◆ SUPPLIED TEXT
Implementing, Abstracting and Benchmarking Lightweight Threads on the JVM

justinsb · on Feb 6, 2014

I noticed that you send the "native threading" case through your library as well. Have you compared to just using "naive" Java - Threads and a BlockingQueue?

Also: if the Google patches for the user-mode threading are adopted, will Quasar have any advantages over a JVM that uses the same syscalls? Can you explain where this would come from?

I think what you've done is genuinely cool, I'm just trying to better understand what the 10x advantage actually comes from.

pron · on Feb 6, 2014

The channels used are just like BlockingQueue. They're a queue with a synchronized condition variable.

If user-mode threading is adopted, Quasar could work without instrumentation, but instrumentation is a very small part of the Quasar code base.

Quasar gives you the scheduler, channels, actors, etc.

The 10x performance boost comes from the fact that there can be non-negligible latency from the time you unpark a thread to the time it starts running, while for fibers that latency is much shorter.

justinsb · on Feb 6, 2014

I looked and your wrapper did look similar (and not obviously incorrect), but if you plan on publishing this benchmark, I would suggest including a comparison against raw Java code, for credibility's sake.

I guess I'm really wondering: let's say Java 9 mutexes use Linux 4's user-mode threading syscall; in that case do we need Quasar's scheduler, channels, actors etc. Or can we just use "good-old" threads and mutexes? Where would Quasar's benefits come from?

It sounds to me like the subtext to Google's patches is that rather than accepting the conventional wisdom that "threads don't scale", they've instead just fixed threads.

pron · on Feb 6, 2014

That's not how those kernel modifications work. You can't just use them with a mutex. The idea is that a thread will be able to say, I'm yielding the CPU to this other thread. When you unlock a mutex you don't necessarily want to park yourself. These changes require either an app-level scheduler, or the use of synchronization mechanisms that can better specify what you want in terms of scheduling. An example for such a mechanism would be an API that says: I'm sending a message to this other actor, but I'm going to wait for it to reply. In this case, the implementation would tell the OS, switch me out and switch that other guy in instead.

justinsb · on Feb 6, 2014

OK, I was being sloppy in my phrasing (and probably thinking also)!

Trying again: Taking your example benchmark, you aren't really calling any special methods that provide any hints for cooperative threading (to my untrained eye). That's great - you've got a great abstraction. But then, what opportunities for optimization does Quasar have, that are not also available to a JVM using the magic syscall?

I'm sure there's something here, but I'd appreciate a hint!

pron · on Feb 6, 2014

In theory? Absolutely none. But Quasar is here today (and also has an excellent actor system, a nice Clojure API and more).

justinsb · on Feb 6, 2014

Well, I appreciate the honesty!

I'm excited by the idea that threads are going to be "the right way", once these improvements make it out of the 'plex.

I also like that I can get a similar API today with Quasar :-)

pron · on Feb 6, 2014

Just to clarify: it's not that easy. The syscalls are the first step, and then you'll need a scheduler. Once you have those two, you still need new synchronization mechanisms and APIs.

Quasar doesn't just provide lightweight threads. It has rich libraries that help you make the best of them.

◆ TASK LIST
A. In the lightweight-threads discussion, what is given as the source of the 10x performance boost?
B. Write the next part of the lightweight-threads discussion, picking up after its final post.
The listing after this point comes from a different source.

◆ RECORDED DATA
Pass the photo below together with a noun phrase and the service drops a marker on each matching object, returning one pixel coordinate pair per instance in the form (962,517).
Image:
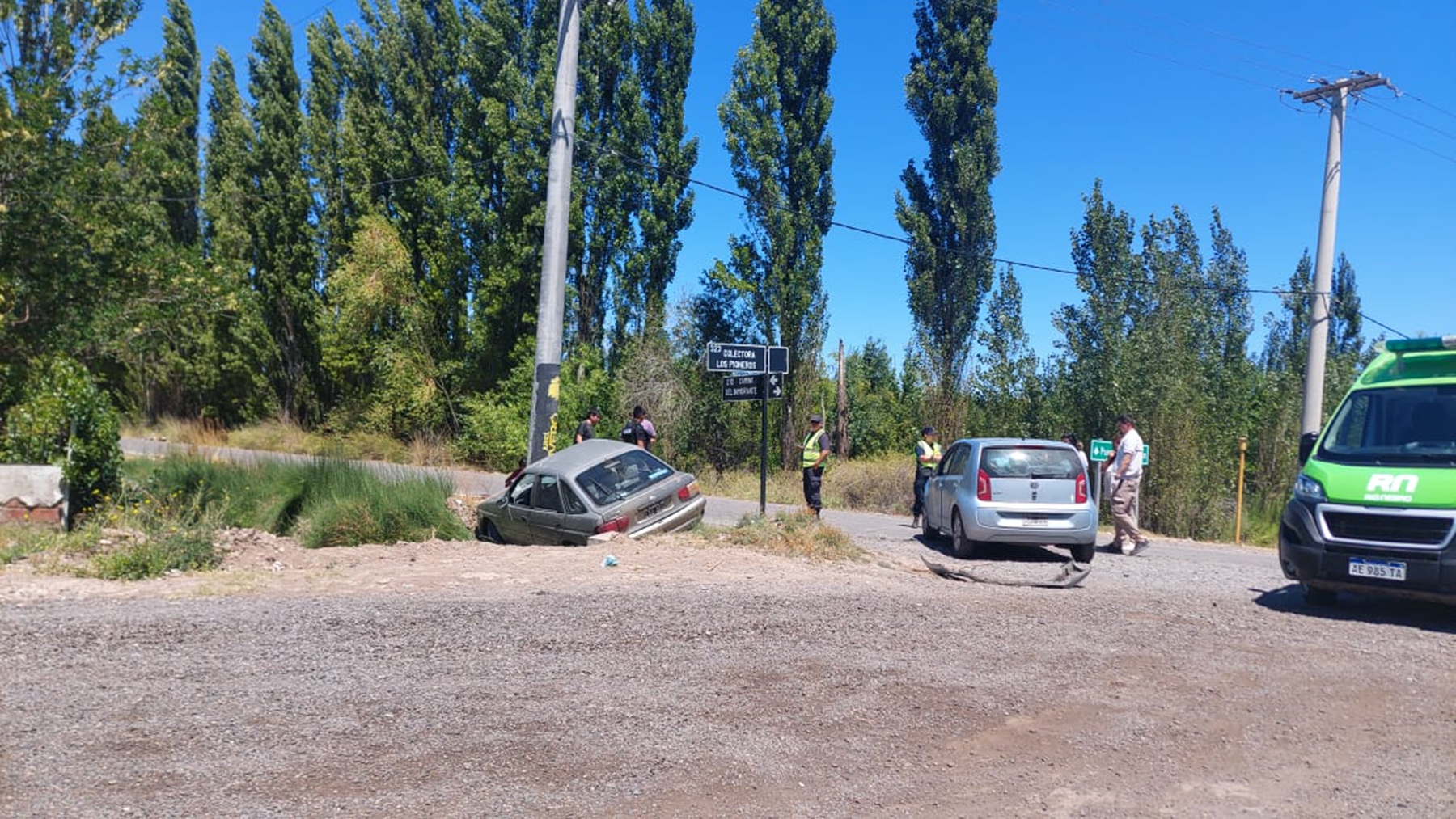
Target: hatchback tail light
(613,526)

◆ ANSWERS TO THE TASKS
A. There can be non-negligible latency between unparking a thread and the moment it starts running, while for fibers that latency is much shorter.

B.
justinsb · on Feb 6, 2014

Yes, I'm thinking of the big picture. Might be more like Java 12 than Java 9... Or Quasar today!

donjigweed · on Feb 6, 2014

"because it uses macros, the suspendable constructs are limited to the scope of a single code block, i.e. a function running in a suspendable block cannot call another blocking function; all blocking must be performed at the topmost function. It’s because of the second limitation that these constructs aren’t true lightweight threads, as threads must be able to block at a any call-stack depth"

Can you elaborate on this a bit? Let's say I have a function called 'fetch-url' which takes a core.async channel as an argument and makes a non-blocking http request (say, using http-kit), and in the callback handler i put the result onto the channel. If I'm in some other function, in which whose body I open a core.async go block and call fetch-url from within that go block, everything is still asynchronous is it not?

pron · on Feb 6, 2014

If you're using callbacks at all, then you're not blocking. The main advantage threads (and lightweight threads) have is that they can block.

What you can't do is this:

  (defn foo [ch]
     (go 
       (bar ch)))

  (defn bar [ch]
     (<! ch))

foo starts a go block which calls bar, which then blocks on the channel. For threads that's ok:

  (defn foo [ch]
     (thread ; not sure about syntax here
       (bar ch)))

  (defn bar [ch]
     (<!! ch))

So a function running in a thread can call another function that blocks. A go block can't, that's why go blocks aren't lightweight threads.

BTW, in Pulsar's implementation of core.async, the first example is ok, too.

RyanZAG · on Feb 6, 2014

Any chance of someone putting together a benchmark for http://www.techempower.com/benchmarks/ for quasar? It would be nice to see how it compares to other techniques.

Fasebook · on Feb 6, 2014

Wouldn't this kind of development target be better served by optimizing small C/++ programs instead of trying to optimize to some abstract virtual machine implemented on top of the hardware? I mean if speed really is your goal, why not do it correctly instead of hitting yourself in the face with an extra tree before starting?

pron · on Feb 6, 2014

Why do you assume that the JVM adds overhead? While in some cases a program is better served by C/C++ manual memory management and fine-tuned memory alignment, this is not usually the case.

You can think of the JVM as a very good optimizing compiler that compiles your program when you load it in a way that's tailored to your environment.

Also, when it comes to concurrency support, the JVM is usually years ahead of C++ (lock-free data structures, etc.). If you're doing concurrency, the JVM is usually a better target than C++.

kasey_junk · on Feb 6, 2014

Not to mention the kinds of programs that would most benefit from lightweight threads are high connection count servers. Precisely the kinds of applications where the JVM weaknesses are most hidden (startup time, base level latency, etc).

heavenlyhash · on Feb 6, 2014

It's possible to perform compare-and-swaps in java just like it is in C. They compile right down to the same primitives that flip bits in metal: you'll get CMPXCHGL instructions (using x86_64 as an example) from the jvm just as you will from gcc.

Fasebook · on Feb 6, 2014

But those instructions are embedded within another construct.